◆ The exercise
Each entry here needs to be set down again exactly, please; pictures are left out.

[Coordinate annotation entries]
----

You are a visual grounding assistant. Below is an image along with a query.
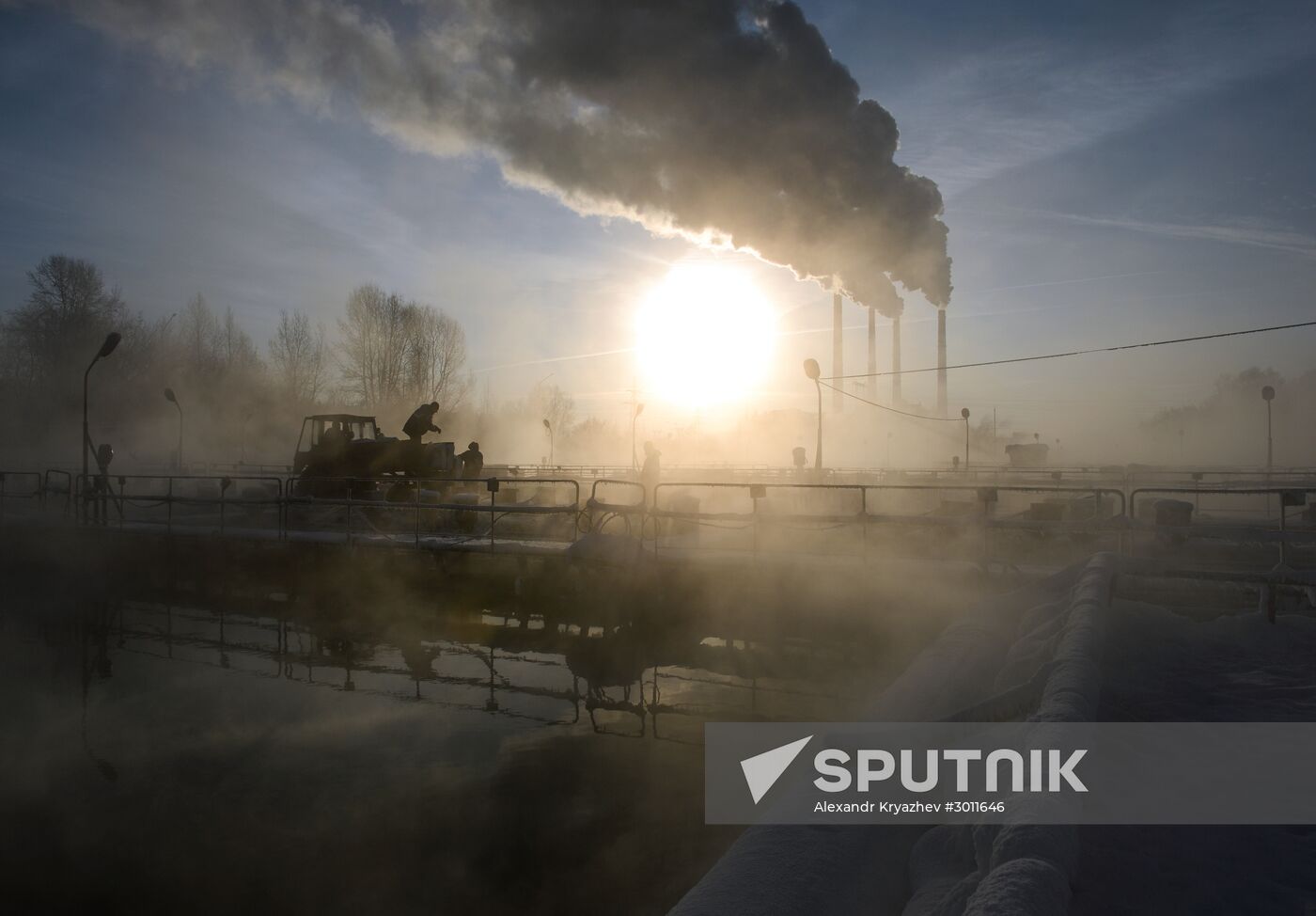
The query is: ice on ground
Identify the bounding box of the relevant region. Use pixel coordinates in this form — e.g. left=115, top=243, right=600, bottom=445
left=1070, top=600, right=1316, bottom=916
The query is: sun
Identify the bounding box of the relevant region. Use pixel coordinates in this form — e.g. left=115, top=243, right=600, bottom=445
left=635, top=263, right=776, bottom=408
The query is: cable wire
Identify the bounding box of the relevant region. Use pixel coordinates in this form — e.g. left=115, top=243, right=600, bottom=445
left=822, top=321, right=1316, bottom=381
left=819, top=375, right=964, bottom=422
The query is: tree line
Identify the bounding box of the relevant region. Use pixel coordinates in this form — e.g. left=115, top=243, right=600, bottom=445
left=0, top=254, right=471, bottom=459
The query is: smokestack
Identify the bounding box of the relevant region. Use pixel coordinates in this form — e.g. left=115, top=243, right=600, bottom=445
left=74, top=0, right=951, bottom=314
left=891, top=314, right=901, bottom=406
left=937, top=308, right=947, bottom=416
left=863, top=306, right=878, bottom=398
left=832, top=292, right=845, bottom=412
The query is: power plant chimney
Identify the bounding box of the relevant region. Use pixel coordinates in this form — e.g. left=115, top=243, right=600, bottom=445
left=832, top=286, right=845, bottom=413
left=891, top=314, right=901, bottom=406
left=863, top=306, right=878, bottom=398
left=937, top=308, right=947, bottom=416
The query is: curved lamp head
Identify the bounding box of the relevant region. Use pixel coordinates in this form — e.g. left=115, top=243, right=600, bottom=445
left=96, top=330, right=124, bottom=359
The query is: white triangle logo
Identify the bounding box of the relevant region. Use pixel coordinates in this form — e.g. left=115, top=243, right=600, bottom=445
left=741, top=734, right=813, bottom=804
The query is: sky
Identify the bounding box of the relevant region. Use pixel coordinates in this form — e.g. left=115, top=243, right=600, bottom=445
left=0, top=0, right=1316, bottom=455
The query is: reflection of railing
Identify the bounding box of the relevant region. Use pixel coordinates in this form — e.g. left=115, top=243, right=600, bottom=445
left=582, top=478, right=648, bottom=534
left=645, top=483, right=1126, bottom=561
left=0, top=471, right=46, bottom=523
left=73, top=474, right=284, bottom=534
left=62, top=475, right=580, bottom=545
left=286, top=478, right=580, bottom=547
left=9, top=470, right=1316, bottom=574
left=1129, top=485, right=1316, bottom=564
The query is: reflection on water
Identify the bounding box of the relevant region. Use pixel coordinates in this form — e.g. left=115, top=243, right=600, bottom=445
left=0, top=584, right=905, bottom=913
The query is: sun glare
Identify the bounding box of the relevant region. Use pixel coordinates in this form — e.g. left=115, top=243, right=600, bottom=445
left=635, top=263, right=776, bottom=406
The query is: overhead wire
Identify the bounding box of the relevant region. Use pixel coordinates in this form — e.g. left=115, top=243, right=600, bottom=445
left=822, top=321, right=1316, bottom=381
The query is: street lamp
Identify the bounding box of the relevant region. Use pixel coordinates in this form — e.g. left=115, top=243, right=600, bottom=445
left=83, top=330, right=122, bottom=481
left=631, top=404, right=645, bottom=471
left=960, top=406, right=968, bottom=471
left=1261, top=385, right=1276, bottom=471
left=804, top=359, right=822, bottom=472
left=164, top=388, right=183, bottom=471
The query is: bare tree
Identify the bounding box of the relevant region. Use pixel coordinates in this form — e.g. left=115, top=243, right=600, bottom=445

----

◆ Result below
You are a visual grounding assistant. Below is an image along with a query.
The query is: ice on ground
Identify the bounding box of the relevant region. Use pixel coordinates in this form — e.g. left=115, top=243, right=600, bottom=445
left=1070, top=600, right=1316, bottom=916
The query is: sun
Identify the bounding box of the relevant region. Use pixel coordinates in this form — e.g. left=115, top=243, right=600, bottom=445
left=635, top=263, right=776, bottom=408
The query is: cable wire
Identify the bounding box of the relevant region. Use pixel coordinates in this form — e.g. left=115, top=243, right=600, bottom=445
left=822, top=321, right=1316, bottom=381
left=819, top=375, right=964, bottom=422
The query is: tree line
Identify the bounding box of the relevant region. Use pixel coordinates in this form — e.g. left=115, top=243, right=600, bottom=445
left=0, top=254, right=471, bottom=459
The query is: smokestack
Identify the bounding box of the relevant region. Use pixel coordinates in this form — e.g. left=115, top=243, right=600, bottom=445
left=74, top=0, right=951, bottom=314
left=891, top=314, right=901, bottom=406
left=937, top=308, right=947, bottom=416
left=863, top=306, right=878, bottom=398
left=832, top=292, right=845, bottom=412
The query is: power plant chimney
Identify the bounding box of the relevant region. Use pixel coordinates in this form — e.g. left=115, top=243, right=600, bottom=445
left=832, top=286, right=845, bottom=413
left=891, top=314, right=901, bottom=406
left=863, top=306, right=878, bottom=398
left=937, top=308, right=947, bottom=416
The query is: curved lamp head
Identify the bounding box of the relevant region. Use pixel coordinates in this form — e.g. left=115, top=243, right=600, bottom=445
left=96, top=330, right=124, bottom=359
The query is: white triangle logo
Identify the bounding box of the relevant region. Use pixel coordinates in this form — e.g. left=115, top=243, right=600, bottom=445
left=741, top=734, right=813, bottom=804
The query is: sky
Identify the bounding box of the relevant region. Use pixel coordinates in this form — e.g. left=115, top=243, right=600, bottom=445
left=0, top=0, right=1316, bottom=455
The query is: reflection of railing
Identify the bounding box of the relevant region. Use pixel coordinates in this form — e.g. left=115, top=243, right=600, bottom=445
left=582, top=478, right=648, bottom=534
left=645, top=483, right=1126, bottom=561
left=0, top=471, right=46, bottom=523
left=73, top=474, right=284, bottom=534
left=62, top=475, right=580, bottom=545
left=286, top=478, right=580, bottom=547
left=9, top=470, right=1316, bottom=574
left=1129, top=485, right=1316, bottom=564
The query is: reflection on water
Identify the bounding box of the relevant region. Use pixel coordinates in this form — e.g. left=115, top=243, right=600, bottom=445
left=0, top=584, right=905, bottom=913
The query is: sun glare
Identify the bounding box of the relevant region. Use pixel coordinates in this form — e.g. left=115, top=243, right=600, bottom=445
left=635, top=263, right=776, bottom=406
The query is: overhead wire
Identify the bounding box of the relevant region. Use pixel coordinates in this form — e.g. left=115, top=243, right=600, bottom=445
left=822, top=321, right=1316, bottom=381
The query is: street lamp
Identify the bounding box of the relevant region. Use pixel coordinates in this form — e.g. left=115, top=243, right=600, bottom=445
left=83, top=330, right=122, bottom=481
left=631, top=404, right=645, bottom=471
left=960, top=406, right=968, bottom=471
left=1261, top=385, right=1276, bottom=471
left=804, top=359, right=822, bottom=472
left=164, top=388, right=183, bottom=471
The query is: bare tree
Identify the bounding box of the relevant region. Use pixel coordinates in this form — e.g. left=115, top=243, right=600, bottom=445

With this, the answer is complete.